Write out exactly the lines running from the one that contains "like [13, 555]." through the end of the material.

Records for the exercise:
━━━━━━━━━━━━━━━━━━━━━━━━━━━━━━

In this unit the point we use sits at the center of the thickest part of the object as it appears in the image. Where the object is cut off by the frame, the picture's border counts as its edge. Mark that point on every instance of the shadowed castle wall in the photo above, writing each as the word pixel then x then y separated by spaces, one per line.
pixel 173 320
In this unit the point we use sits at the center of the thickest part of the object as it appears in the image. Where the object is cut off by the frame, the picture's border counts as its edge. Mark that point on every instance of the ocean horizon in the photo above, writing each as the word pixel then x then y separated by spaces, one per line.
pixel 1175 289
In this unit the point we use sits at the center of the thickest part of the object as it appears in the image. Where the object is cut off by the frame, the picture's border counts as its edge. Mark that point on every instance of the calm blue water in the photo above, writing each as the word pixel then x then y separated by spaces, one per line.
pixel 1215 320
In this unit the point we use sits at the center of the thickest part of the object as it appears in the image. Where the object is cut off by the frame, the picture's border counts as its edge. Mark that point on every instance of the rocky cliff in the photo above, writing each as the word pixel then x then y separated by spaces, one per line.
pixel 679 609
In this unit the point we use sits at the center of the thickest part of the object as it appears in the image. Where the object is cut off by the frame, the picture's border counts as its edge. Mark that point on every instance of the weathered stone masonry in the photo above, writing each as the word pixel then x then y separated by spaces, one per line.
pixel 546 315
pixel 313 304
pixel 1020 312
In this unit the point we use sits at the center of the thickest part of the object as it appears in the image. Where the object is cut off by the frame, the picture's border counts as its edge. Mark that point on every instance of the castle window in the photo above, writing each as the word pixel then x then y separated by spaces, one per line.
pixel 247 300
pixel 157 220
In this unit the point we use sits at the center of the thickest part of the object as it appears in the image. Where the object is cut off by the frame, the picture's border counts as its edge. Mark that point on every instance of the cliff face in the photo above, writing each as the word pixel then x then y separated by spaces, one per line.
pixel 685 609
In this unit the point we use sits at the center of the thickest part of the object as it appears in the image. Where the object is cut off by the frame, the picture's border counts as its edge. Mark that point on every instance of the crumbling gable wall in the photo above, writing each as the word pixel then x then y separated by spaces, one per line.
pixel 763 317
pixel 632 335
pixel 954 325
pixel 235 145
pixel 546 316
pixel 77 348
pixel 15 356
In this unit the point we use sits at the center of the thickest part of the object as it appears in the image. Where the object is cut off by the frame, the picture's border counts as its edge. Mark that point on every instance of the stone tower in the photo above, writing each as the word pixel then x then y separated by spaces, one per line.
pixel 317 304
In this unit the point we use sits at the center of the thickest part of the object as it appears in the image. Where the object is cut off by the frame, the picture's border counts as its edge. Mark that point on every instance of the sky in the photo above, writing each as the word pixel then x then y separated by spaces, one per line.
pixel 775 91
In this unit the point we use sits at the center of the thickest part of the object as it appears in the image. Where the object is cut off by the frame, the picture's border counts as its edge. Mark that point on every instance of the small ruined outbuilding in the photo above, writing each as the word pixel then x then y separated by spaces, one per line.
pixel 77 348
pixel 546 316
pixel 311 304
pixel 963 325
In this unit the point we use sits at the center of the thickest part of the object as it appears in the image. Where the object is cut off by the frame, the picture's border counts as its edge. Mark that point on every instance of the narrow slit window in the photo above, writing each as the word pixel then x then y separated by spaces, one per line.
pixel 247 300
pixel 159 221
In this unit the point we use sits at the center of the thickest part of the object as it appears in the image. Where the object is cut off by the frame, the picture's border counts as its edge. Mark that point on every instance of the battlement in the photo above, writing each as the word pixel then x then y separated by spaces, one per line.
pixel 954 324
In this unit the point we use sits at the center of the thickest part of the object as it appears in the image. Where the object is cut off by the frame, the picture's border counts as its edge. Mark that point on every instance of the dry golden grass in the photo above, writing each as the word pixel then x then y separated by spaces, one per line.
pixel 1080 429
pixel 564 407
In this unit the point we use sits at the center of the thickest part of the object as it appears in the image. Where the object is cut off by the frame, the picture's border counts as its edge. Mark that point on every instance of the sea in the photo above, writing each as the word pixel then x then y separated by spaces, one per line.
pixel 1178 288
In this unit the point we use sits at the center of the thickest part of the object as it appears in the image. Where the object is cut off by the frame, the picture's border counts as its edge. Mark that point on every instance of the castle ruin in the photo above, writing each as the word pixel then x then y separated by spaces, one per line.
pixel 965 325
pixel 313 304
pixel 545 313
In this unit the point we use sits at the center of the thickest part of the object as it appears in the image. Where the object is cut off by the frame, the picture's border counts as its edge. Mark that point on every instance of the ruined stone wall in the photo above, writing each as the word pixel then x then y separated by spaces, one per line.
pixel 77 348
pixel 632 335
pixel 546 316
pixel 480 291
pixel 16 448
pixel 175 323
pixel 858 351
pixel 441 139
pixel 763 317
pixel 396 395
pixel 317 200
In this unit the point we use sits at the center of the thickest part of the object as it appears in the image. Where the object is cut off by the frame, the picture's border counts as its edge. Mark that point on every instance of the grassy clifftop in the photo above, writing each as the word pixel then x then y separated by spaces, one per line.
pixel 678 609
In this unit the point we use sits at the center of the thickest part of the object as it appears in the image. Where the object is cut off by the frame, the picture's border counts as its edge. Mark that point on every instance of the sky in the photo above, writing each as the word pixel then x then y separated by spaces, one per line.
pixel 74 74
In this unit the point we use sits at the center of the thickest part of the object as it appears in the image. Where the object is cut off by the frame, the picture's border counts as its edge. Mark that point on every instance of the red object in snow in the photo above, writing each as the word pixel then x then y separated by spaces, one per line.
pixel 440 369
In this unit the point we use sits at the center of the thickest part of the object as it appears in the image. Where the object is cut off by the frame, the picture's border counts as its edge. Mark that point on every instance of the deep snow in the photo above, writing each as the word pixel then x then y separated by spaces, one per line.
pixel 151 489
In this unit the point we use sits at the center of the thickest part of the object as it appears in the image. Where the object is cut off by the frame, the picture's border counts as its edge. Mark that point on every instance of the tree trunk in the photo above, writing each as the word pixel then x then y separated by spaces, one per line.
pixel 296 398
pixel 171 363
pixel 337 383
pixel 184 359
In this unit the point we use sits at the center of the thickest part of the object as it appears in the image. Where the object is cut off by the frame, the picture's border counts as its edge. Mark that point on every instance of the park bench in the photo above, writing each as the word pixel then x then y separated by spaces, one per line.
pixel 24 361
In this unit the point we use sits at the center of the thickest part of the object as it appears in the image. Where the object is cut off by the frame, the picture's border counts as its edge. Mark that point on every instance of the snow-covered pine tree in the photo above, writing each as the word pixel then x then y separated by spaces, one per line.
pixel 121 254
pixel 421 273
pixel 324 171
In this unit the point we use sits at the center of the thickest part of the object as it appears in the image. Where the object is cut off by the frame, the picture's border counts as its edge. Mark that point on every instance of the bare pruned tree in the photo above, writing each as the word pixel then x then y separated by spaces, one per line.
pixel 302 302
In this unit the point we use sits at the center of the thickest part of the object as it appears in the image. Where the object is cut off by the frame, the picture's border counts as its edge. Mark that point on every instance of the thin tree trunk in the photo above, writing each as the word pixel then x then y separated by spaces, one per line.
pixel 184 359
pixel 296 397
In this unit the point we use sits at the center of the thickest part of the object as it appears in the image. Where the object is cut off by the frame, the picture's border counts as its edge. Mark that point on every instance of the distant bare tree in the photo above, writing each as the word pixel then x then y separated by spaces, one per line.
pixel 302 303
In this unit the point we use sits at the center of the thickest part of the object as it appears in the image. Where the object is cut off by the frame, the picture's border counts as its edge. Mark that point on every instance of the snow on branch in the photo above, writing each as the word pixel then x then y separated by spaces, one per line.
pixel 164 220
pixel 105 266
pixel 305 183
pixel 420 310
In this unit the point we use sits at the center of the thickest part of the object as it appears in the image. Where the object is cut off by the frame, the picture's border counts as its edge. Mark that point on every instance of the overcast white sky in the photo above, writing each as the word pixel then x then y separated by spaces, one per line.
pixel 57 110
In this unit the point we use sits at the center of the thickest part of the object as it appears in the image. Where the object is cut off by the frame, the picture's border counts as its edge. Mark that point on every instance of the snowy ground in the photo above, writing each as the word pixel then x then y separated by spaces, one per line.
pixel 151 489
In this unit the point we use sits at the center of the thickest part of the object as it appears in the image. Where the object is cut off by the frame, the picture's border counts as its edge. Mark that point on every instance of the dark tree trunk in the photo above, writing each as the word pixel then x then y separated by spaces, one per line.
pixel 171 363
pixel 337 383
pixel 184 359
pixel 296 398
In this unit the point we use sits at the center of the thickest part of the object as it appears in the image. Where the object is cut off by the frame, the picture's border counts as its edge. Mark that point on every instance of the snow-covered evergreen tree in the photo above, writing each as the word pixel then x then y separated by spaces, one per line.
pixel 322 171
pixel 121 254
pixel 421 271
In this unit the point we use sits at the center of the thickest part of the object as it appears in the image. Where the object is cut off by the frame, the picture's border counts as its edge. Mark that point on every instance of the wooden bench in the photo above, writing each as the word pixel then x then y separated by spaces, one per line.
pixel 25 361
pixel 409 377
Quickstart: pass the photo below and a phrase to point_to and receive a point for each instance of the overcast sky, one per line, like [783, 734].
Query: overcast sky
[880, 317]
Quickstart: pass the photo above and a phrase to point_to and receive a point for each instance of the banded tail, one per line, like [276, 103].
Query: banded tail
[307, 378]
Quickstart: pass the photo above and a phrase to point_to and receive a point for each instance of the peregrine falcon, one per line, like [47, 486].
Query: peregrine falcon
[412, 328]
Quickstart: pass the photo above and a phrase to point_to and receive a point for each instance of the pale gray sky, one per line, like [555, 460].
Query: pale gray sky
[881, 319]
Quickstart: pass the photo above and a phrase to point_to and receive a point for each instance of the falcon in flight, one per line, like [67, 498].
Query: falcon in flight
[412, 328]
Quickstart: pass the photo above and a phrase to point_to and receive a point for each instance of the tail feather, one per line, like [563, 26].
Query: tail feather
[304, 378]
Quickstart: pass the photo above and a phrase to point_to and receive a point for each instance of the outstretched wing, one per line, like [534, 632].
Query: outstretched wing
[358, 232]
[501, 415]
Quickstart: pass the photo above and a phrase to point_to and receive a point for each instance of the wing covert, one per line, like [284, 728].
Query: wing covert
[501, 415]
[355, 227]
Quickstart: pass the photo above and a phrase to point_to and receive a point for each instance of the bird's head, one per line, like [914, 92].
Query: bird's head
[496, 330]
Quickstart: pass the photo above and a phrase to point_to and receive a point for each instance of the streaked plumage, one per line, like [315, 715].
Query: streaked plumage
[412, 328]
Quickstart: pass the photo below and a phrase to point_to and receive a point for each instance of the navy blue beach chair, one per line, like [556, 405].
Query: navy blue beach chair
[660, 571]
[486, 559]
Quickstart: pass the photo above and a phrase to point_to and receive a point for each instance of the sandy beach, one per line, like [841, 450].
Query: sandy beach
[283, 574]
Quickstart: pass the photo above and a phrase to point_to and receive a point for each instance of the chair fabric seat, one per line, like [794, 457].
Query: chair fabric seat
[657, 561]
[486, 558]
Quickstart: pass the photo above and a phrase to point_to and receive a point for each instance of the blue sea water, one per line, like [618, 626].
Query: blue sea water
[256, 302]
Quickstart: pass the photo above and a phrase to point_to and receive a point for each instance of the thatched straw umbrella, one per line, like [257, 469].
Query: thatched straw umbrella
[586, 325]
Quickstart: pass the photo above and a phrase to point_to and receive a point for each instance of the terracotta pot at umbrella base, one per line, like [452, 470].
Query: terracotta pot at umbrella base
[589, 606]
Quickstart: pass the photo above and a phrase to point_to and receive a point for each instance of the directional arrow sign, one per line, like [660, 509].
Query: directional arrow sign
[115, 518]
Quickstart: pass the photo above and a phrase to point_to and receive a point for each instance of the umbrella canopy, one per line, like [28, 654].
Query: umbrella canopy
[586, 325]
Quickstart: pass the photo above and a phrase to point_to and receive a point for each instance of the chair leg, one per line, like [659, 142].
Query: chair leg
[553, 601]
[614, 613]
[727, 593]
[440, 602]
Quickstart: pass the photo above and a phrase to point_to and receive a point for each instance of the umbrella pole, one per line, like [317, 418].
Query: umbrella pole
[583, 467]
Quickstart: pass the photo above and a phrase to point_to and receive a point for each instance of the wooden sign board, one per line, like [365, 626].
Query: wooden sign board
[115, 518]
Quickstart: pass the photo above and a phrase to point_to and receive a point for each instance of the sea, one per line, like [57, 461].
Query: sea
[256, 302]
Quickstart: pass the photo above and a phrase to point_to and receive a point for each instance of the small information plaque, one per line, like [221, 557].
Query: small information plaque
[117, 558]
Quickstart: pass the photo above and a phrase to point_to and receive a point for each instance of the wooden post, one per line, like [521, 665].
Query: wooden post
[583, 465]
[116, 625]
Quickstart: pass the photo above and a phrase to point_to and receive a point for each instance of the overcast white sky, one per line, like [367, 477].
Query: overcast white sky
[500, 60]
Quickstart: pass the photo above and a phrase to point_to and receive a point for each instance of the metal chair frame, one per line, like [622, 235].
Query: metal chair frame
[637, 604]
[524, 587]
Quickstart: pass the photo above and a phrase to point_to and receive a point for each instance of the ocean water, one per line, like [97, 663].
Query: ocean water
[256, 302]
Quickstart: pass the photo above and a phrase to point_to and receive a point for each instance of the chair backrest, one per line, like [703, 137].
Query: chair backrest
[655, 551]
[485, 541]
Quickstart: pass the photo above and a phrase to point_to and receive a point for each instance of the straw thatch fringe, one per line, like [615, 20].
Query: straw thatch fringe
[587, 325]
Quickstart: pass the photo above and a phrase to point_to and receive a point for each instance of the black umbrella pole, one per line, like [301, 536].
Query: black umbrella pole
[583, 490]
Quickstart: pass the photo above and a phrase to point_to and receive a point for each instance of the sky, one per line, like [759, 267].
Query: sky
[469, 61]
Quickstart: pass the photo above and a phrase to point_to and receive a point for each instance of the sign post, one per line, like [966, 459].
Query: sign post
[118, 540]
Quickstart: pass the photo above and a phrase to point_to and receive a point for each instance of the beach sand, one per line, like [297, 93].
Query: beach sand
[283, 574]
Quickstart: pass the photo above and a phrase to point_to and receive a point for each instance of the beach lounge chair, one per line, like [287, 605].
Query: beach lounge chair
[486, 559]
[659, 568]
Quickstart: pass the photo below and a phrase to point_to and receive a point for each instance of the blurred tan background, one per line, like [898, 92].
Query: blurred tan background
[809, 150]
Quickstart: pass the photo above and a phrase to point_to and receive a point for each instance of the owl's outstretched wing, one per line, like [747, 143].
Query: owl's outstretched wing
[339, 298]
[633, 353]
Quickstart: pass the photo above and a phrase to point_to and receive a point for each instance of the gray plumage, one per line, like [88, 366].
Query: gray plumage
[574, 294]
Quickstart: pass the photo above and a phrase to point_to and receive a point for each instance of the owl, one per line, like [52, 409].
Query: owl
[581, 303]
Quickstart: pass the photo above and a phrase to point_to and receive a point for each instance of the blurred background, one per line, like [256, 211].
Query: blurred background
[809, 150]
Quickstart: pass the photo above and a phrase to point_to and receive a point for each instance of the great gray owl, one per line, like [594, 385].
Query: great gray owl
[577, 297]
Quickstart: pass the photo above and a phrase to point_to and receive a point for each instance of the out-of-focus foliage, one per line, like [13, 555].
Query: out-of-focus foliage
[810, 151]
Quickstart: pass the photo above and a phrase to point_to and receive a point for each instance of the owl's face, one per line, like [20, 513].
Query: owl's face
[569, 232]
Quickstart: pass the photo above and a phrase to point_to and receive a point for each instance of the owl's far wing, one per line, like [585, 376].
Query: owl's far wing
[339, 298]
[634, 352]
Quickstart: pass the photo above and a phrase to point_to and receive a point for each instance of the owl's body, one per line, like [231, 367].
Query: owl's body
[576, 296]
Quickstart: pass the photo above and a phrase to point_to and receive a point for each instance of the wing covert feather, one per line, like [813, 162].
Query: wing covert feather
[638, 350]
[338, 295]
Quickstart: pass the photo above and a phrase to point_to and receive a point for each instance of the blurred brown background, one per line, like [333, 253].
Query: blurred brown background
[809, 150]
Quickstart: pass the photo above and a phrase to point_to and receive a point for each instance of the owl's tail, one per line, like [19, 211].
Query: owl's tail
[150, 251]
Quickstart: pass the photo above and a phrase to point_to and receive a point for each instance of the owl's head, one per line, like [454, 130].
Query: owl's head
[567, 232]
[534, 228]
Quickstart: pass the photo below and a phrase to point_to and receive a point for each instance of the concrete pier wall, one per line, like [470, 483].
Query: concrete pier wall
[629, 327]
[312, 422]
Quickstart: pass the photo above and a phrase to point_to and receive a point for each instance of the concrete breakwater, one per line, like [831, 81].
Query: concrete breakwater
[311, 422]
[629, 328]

━━━━━━━━━━━━━━━━━━━━━━━━━━━━━━

Expected answer:
Quickstart: pass the photo above and a phrase to point_to and receive a point for each instance of the out-of-focus foliage, one per line, like [13, 555].
Query: out-of-focus foliage
[810, 151]
Quickstart: pass the photo above and a phrase to point_to and receive a point for each instance of the owl's face, one per line, like [20, 513].
Query: owl's face
[569, 232]
Quickstart: pass the photo above and a phrase to point_to and receive a point for each instance of the owl's far wing, one per line, like [585, 376].
Query: owl's far wing
[339, 298]
[634, 352]
Quickstart: pass the photo above and a phrase to point_to and receive a point for each instance of the owl's body, one per line, like [231, 367].
Query: owl's body
[576, 296]
Quickstart: pass the photo above and a phrase to point_to and receive a point for each instance of the wing covert feather, one per line, like [813, 162].
Query: wing covert feather
[638, 350]
[338, 295]
Quickstart: pass the photo above and a phrase to point_to and receive a point for each instance of the blurred brown background, one per line, like [333, 253].
Query: blurred brown background
[809, 150]
Quickstart: pass the photo above and a phrase to point_to and receive a point for each instance of the owl's tail, one per line, like [19, 211].
Query: owl's tail
[150, 251]
Quickstart: pass the photo above and a phrase to point_to and receive a point for each instance of the owl's head, one per line, like [454, 130].
Query: owl's head
[567, 232]
[534, 228]
Quickstart: pass the photo below and a phrase to point_to and receive a point for each instance of the concrete pier wall, one per line, like [470, 483].
Query: concrete pier wall
[629, 327]
[312, 422]
Quickstart: pass the photo above and a phrase to point_to and receive a point for each instance of the concrete breakwater, one per line, like [831, 81].
Query: concrete breakwater
[311, 422]
[629, 328]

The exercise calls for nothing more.